(Dataset entries)

--------------------------------------------------

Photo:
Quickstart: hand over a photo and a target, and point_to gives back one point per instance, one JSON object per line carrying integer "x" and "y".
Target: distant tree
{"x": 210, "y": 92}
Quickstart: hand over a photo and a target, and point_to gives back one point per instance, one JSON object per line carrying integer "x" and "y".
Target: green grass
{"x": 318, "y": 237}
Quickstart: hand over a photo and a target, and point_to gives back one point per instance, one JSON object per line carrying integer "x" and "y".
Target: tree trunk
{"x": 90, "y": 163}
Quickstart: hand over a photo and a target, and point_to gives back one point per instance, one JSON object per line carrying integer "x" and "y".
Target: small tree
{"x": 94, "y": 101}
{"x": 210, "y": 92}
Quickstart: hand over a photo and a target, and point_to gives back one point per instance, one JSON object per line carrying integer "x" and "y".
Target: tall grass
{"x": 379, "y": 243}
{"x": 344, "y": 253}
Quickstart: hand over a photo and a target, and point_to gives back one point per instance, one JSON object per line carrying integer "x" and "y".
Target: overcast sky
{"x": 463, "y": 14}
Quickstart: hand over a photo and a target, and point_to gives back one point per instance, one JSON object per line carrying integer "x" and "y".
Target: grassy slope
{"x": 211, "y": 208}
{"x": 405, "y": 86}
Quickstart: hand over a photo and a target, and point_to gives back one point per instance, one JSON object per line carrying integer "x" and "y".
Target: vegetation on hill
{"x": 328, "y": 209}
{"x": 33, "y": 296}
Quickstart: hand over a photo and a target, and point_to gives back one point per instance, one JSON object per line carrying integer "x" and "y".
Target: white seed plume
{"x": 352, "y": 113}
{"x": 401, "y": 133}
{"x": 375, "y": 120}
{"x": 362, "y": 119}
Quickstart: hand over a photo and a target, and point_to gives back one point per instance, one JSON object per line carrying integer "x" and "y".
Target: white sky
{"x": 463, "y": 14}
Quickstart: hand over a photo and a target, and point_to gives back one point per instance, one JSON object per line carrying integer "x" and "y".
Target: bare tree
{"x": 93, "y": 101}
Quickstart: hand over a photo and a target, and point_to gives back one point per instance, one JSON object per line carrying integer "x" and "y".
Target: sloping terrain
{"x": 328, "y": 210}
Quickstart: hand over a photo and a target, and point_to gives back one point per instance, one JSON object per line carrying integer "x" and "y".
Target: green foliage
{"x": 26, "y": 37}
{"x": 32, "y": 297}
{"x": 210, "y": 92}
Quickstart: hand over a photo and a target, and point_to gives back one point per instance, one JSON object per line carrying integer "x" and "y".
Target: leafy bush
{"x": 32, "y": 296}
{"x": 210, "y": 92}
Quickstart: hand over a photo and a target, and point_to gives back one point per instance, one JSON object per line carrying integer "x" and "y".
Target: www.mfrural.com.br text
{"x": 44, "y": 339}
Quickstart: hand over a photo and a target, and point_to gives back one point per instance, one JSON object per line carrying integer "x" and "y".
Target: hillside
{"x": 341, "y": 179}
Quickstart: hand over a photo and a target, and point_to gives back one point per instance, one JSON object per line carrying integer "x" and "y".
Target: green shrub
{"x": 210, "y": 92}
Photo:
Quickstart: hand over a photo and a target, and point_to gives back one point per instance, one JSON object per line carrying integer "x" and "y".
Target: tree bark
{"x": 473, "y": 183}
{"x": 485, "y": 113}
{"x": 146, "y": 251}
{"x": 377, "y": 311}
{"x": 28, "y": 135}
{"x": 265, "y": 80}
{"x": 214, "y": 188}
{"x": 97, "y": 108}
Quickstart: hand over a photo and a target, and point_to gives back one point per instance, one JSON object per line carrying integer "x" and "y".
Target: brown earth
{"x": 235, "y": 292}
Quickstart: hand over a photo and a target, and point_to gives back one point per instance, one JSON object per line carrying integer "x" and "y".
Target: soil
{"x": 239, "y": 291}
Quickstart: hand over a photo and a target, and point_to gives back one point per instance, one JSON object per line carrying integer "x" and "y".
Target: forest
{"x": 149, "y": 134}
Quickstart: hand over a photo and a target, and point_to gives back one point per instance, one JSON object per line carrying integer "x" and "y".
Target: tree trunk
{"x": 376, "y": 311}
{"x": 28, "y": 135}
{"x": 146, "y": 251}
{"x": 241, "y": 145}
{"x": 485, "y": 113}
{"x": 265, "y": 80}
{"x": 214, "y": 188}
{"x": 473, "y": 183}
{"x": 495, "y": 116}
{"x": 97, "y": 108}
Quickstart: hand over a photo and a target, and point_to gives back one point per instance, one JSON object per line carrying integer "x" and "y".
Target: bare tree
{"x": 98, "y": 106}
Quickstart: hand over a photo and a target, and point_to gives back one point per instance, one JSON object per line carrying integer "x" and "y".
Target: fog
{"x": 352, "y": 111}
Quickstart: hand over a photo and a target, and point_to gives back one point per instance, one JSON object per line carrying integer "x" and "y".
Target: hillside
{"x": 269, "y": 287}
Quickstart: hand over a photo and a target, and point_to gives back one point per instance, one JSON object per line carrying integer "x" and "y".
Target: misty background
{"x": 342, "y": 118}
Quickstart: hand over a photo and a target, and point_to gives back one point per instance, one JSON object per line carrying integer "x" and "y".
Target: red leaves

--------------------------------------------------

- **PROBLEM DETAILS**:
Each line of the data is to be retyped exactly as shown.

- **SOLUTION FOR THIS TASK**:
Photo:
Quickstart: hand over a photo and a target, and point_to gives back one point per instance, one JSON object per line carrying integer "x" and "y".
Target: distant tree
{"x": 210, "y": 92}
Quickstart: hand over a photo and a target, and point_to gives back one point per instance, one JSON object per line carrying integer "x" and "y".
Target: green grass
{"x": 318, "y": 237}
Quickstart: hand over a photo and a target, and point_to gives back one point per instance, one JSON object per line carrying integer "x" and "y".
Target: tree trunk
{"x": 90, "y": 163}
Quickstart: hand over a photo and a target, and point_to gives back one point per instance, one JSON object per line carrying integer "x" and "y".
Target: small tree
{"x": 94, "y": 101}
{"x": 210, "y": 92}
Quickstart: hand over a photo and a target, and point_to gives back one point per instance, one JSON object per line carrying integer "x" and "y".
Target: tall grass
{"x": 379, "y": 243}
{"x": 344, "y": 253}
Quickstart: hand over a photo and a target, and point_to gives back one point per instance, one JSON object per line carrying integer "x" and "y".
Target: overcast sky
{"x": 463, "y": 14}
Quickstart: hand over a photo and a target, and point_to gives back one point per instance, one JSON object per line carrying integer "x" and "y".
Target: grassy slope
{"x": 211, "y": 208}
{"x": 405, "y": 86}
Quickstart: hand over a photo and a target, and point_to gives back one point per instance, one JSON object per line carrying integer "x" and "y".
Target: vegetation on hill
{"x": 328, "y": 209}
{"x": 33, "y": 296}
Quickstart: hand over a photo and a target, and point_to gives back one point per instance, one JSON object per line carrying integer "x" and "y".
Target: white seed plume
{"x": 352, "y": 113}
{"x": 401, "y": 133}
{"x": 375, "y": 120}
{"x": 362, "y": 119}
Quickstart: hand over a photo and a target, and point_to gives back one point per instance, one JSON object per line carrying integer "x" and "y".
Target: white sky
{"x": 463, "y": 14}
Quickstart: hand over a photo and a target, and point_to gives back one point per instance, one JSON object per line carrying integer "x" and "y".
Target: bare tree
{"x": 93, "y": 101}
Quickstart: hand over a photo and a target, and point_to gives back one point per instance, one JSON object per line carrying integer "x" and "y".
Target: sloping terrain
{"x": 328, "y": 210}
Quickstart: hand over a photo and a target, and point_to gives back one point per instance, one JSON object per line carrying integer "x" and "y".
Target: green foliage
{"x": 26, "y": 37}
{"x": 32, "y": 297}
{"x": 210, "y": 92}
Quickstart: hand over a photo and a target, and point_to gives back one point per instance, one JSON object per line carrying integer "x" and "y".
Target: leafy bush
{"x": 32, "y": 296}
{"x": 210, "y": 92}
Quickstart: hand over a photo and a target, and point_to gives back one point per instance, one JSON object per line carrying integer "x" and "y".
Target: www.mfrural.com.br text
{"x": 44, "y": 339}
Quickstart: hand over a photo and a target, and point_to gives back one point per instance, one JSON object per line carrying integer "x" and "y".
Target: hillside
{"x": 341, "y": 179}
Quickstart: hand over a photo and a target, and point_to gives back one point per instance, one JSON object per line carrying integer "x" and "y".
Target: green shrub
{"x": 210, "y": 92}
Photo:
Quickstart: hand over a photo and a target, and point_to gives back one point per instance, one JSON object per line carrying integer "x" and "y".
Target: tree bark
{"x": 473, "y": 183}
{"x": 485, "y": 113}
{"x": 146, "y": 251}
{"x": 377, "y": 311}
{"x": 28, "y": 135}
{"x": 265, "y": 80}
{"x": 214, "y": 188}
{"x": 97, "y": 108}
Quickstart: hand over a photo and a target, and point_to gives back one point per instance, one JSON object per line carrying integer "x" and "y".
Target: brown earth
{"x": 235, "y": 292}
Quickstart: hand over a photo and a target, and point_to gives back one point per instance, one JSON object per line carrying integer "x" and "y".
Target: soil
{"x": 239, "y": 291}
Quickstart: hand over a photo and a target, and point_to gives back one point per instance, one JSON object per line carrying integer "x" and "y".
Target: forest
{"x": 149, "y": 134}
Quickstart: hand over a photo and a target, and point_to gives back one point per instance, one JSON object per line carrying integer "x" and "y".
Target: tree trunk
{"x": 376, "y": 311}
{"x": 28, "y": 135}
{"x": 146, "y": 251}
{"x": 241, "y": 145}
{"x": 485, "y": 113}
{"x": 265, "y": 80}
{"x": 214, "y": 188}
{"x": 473, "y": 183}
{"x": 495, "y": 116}
{"x": 97, "y": 108}
Quickstart: hand over a photo and a target, and point_to gives back one point per instance, one JSON object per line carrying integer "x" and "y".
Target: bare tree
{"x": 98, "y": 106}
Quickstart: hand over a photo and a target, and point_to gives back one point per instance, one JSON object per line carrying integer "x" and "y".
Target: fog
{"x": 352, "y": 111}
Quickstart: hand over a photo and a target, and point_to gives back one point per instance, one JSON object per line carrying integer "x" and "y".
Target: hillside
{"x": 269, "y": 287}
Quickstart: hand over a photo and a target, and point_to gives back one point per instance, one JSON object per line carrying integer "x" and "y".
Target: misty background
{"x": 342, "y": 118}
Quickstart: hand over a photo and a target, and point_to gives back one point per instance, one JSON object per line carrying integer "x" and "y".
Target: red leaves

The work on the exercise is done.